**EXERCISE TEXT**
[Start of section]

Central Vista project is urgently needed, says Sachidananda Murthy

The first wave of Covid-19 mainly hit cities. The second wave, described by the prime minister as a storm, has reached even tier-four towns and hundreds of villages across the country. But urban areas are bearing the brunt as both government and private hospitals, and even general medical practitioners, are mainly located in cities and towns. The Union government is directly administering Chandigarh and major parts of Delhi through three agencies—the Delhi Development Authority, the New Delhi Municipal Committee and the Delhi Cantonment Board, administered by the urban development, home and defence ministries, respectively.

The urban development ministry has launched huge programmers under both the UPA (Jawaharlal Nehru National Urban Renewal Mission) and the NDA (smart cities) over the last two decades. But the pandemic has exposed the inadequacy of health infrastructure. Yet, the biggest noise from the urban development ministry is not about new hospitals, but for the ambitious Rs20,000 crore Central Vista project, which was conceptualised well before the Covid-19 crisis. Critics of the project, which will demolish a dozen well-known “Bhavans” of the government—Krishi, Rail, Udyog, Nirman, Sena, Vayu—that house key ministries, are demanding that it should be stopped and the money diverted for hospitals and health care.

[End of section]

**WORK TASK A**
List every "Bhavan" that the Central Vista article names as set to be demolished.
**WORK TASK B**
In the Central Vista article, what is the stated cost of the Central Vista project?

**MATERIAL SUPPLIED**

[Start of section]

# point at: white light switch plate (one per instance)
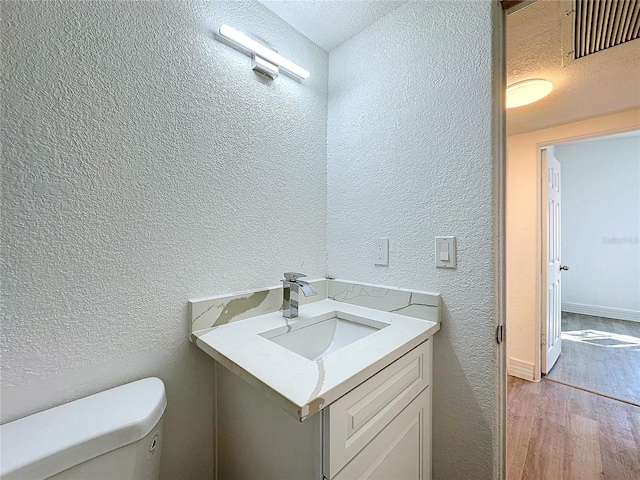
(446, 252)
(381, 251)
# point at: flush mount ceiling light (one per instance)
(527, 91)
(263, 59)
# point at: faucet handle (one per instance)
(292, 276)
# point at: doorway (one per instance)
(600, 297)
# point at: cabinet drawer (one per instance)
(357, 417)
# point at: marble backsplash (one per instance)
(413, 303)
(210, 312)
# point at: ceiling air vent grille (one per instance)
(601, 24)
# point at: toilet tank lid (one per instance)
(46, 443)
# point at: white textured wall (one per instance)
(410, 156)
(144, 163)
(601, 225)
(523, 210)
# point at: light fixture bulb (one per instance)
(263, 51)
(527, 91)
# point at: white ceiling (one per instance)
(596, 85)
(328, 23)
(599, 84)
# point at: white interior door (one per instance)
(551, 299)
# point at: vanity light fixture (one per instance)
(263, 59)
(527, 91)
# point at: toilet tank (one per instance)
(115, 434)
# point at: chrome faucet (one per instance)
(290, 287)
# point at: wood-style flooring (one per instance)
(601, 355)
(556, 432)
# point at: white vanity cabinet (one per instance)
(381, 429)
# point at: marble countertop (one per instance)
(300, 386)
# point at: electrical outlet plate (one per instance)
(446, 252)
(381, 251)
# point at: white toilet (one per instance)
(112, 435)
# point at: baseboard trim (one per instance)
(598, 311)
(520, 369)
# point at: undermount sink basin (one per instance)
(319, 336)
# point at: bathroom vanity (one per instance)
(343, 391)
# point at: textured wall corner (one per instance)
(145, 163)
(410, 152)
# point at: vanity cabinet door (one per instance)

[End of section]

**ANSWER SPACE A**
Krishi, Rail, Udyog, Nirman, Sena, Vayu

**ANSWER SPACE B**
Rs20,000 crore